* **Material shown**
- Opening Delimiter -

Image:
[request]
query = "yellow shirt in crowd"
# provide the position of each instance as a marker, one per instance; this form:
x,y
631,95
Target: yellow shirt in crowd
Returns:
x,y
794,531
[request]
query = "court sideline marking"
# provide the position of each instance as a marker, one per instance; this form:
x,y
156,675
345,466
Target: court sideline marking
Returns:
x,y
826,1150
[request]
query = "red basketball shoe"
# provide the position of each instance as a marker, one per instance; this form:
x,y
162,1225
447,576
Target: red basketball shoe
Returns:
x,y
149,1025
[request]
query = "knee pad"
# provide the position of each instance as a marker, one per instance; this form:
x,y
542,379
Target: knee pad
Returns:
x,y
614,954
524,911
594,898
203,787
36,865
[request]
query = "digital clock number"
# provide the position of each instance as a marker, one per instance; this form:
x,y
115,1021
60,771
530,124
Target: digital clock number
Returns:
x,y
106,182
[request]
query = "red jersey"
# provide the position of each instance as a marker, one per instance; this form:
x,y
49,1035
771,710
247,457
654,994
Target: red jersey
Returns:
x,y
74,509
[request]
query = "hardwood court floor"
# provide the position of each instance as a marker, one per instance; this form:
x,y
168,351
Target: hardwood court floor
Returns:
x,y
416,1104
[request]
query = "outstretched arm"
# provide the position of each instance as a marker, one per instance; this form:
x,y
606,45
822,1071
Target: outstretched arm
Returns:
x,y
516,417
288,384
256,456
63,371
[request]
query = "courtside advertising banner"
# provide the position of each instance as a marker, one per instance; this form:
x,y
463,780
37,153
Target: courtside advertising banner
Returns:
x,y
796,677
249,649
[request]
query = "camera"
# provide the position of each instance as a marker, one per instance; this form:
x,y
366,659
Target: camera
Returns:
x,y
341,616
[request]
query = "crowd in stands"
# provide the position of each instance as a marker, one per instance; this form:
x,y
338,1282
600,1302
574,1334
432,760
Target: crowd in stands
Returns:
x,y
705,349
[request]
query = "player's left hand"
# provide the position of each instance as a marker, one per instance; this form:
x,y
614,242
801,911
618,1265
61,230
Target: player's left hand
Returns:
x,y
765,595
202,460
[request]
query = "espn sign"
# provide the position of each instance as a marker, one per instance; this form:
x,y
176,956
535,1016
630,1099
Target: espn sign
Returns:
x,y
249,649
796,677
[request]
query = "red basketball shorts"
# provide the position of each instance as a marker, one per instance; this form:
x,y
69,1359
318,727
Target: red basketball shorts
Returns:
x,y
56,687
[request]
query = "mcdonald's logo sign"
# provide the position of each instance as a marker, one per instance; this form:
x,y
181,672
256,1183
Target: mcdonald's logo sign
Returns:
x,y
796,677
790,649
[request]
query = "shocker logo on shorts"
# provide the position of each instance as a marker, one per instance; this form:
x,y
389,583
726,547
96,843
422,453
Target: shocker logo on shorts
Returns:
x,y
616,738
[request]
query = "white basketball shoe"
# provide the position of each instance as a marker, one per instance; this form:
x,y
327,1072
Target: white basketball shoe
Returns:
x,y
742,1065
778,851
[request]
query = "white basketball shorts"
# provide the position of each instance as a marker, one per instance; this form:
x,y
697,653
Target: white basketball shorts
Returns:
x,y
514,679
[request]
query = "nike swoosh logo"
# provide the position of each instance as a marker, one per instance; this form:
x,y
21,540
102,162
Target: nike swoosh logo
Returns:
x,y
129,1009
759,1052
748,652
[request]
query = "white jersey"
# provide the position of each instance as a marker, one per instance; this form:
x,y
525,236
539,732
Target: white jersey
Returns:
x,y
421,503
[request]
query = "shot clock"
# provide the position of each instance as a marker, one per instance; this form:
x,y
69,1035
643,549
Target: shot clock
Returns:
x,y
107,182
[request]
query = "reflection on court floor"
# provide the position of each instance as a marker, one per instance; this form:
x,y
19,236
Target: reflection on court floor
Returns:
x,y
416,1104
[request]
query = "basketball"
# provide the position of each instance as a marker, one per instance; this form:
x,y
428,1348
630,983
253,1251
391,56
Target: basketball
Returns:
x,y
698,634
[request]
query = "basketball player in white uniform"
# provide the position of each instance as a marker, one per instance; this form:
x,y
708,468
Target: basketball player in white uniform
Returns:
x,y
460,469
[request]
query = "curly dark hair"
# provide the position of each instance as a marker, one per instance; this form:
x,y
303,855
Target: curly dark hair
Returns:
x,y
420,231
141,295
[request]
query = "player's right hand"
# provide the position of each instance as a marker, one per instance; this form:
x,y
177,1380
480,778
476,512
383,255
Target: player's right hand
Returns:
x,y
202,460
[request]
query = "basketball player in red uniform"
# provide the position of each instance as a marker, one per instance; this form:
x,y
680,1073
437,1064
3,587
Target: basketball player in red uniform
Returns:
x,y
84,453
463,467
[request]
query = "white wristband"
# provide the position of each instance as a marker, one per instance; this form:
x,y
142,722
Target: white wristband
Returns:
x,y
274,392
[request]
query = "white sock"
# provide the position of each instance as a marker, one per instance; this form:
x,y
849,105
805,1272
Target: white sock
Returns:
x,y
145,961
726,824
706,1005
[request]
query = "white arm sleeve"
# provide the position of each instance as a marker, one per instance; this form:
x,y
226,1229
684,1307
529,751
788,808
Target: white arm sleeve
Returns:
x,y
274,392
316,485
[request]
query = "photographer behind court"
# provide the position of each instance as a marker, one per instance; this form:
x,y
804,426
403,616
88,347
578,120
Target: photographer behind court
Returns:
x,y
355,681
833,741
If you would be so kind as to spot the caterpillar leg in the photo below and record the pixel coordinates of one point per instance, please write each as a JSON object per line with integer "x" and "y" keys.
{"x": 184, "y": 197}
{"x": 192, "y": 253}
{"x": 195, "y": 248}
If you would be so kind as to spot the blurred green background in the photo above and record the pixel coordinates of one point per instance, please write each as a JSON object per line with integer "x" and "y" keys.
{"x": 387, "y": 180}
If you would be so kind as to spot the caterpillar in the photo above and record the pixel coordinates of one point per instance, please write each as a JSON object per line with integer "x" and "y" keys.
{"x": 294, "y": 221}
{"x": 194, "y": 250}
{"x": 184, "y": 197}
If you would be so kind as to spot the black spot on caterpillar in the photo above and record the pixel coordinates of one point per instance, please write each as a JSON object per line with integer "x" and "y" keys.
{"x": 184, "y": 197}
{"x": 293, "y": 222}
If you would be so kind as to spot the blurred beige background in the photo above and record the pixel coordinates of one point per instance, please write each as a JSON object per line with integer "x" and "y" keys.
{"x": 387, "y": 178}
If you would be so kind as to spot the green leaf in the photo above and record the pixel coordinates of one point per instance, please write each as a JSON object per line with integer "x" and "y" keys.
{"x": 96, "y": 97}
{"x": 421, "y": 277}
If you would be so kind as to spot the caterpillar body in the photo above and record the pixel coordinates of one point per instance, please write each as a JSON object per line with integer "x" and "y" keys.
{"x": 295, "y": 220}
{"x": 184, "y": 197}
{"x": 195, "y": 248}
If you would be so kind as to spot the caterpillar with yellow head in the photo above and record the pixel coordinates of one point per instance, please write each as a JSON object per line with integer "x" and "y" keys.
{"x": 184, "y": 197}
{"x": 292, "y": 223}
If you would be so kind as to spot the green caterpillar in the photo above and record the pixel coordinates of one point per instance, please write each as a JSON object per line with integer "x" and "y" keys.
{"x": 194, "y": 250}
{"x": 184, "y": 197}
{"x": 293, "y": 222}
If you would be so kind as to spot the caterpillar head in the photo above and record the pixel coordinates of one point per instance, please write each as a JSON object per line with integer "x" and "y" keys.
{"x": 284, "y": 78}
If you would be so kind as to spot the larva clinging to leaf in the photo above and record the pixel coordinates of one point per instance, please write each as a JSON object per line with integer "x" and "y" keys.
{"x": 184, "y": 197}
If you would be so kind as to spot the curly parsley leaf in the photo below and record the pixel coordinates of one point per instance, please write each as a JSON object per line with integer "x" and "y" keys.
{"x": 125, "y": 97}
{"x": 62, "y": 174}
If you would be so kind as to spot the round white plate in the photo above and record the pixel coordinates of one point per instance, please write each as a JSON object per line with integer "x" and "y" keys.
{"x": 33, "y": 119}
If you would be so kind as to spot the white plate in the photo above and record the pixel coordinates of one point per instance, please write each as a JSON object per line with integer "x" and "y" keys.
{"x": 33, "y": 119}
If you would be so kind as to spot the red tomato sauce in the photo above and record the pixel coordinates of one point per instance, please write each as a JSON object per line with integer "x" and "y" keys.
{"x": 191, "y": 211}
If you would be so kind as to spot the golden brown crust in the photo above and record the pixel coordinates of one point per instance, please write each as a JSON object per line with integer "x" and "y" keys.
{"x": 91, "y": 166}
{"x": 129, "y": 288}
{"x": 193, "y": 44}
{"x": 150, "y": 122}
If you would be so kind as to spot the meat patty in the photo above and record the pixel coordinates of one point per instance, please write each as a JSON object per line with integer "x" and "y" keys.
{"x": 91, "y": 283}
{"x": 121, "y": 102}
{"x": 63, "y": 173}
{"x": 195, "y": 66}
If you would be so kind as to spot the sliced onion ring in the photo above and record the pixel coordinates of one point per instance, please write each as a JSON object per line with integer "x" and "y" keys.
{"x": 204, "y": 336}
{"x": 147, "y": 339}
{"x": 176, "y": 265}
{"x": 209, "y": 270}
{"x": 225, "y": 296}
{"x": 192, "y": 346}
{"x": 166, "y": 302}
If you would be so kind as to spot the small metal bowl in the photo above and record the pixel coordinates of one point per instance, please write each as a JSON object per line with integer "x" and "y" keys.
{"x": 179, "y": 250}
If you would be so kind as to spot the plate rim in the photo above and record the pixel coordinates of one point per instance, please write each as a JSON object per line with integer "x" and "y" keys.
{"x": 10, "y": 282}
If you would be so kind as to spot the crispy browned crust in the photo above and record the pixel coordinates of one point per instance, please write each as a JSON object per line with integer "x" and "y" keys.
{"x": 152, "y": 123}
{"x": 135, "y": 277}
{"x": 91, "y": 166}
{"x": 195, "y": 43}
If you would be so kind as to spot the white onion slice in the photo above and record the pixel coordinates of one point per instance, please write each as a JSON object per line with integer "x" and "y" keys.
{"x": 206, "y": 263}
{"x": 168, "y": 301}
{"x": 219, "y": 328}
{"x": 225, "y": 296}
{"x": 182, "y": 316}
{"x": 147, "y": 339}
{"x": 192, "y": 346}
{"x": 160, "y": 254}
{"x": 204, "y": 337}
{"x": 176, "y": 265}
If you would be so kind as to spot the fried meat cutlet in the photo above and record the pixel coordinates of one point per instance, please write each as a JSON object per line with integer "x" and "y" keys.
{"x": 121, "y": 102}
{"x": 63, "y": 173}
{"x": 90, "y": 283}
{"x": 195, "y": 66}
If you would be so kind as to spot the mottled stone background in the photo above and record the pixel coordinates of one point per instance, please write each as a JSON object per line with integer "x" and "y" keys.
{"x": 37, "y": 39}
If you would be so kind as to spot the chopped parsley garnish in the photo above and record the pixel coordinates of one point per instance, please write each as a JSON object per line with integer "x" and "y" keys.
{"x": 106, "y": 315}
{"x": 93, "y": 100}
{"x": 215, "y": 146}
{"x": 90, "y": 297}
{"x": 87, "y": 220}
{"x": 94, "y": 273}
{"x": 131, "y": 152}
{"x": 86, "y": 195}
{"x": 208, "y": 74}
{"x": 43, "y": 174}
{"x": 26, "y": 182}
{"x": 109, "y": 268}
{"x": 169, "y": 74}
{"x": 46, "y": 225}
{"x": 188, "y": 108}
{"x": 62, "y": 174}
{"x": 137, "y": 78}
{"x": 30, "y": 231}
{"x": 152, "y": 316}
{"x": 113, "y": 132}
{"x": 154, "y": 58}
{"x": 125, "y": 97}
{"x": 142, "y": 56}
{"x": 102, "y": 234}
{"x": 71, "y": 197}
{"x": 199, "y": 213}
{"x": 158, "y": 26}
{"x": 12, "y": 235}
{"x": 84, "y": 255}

- Closing Delimiter -

All lines above that contain "hair" are required in the answer.

* **Expected answer**
query = "curly dark hair"
Target: curly dark hair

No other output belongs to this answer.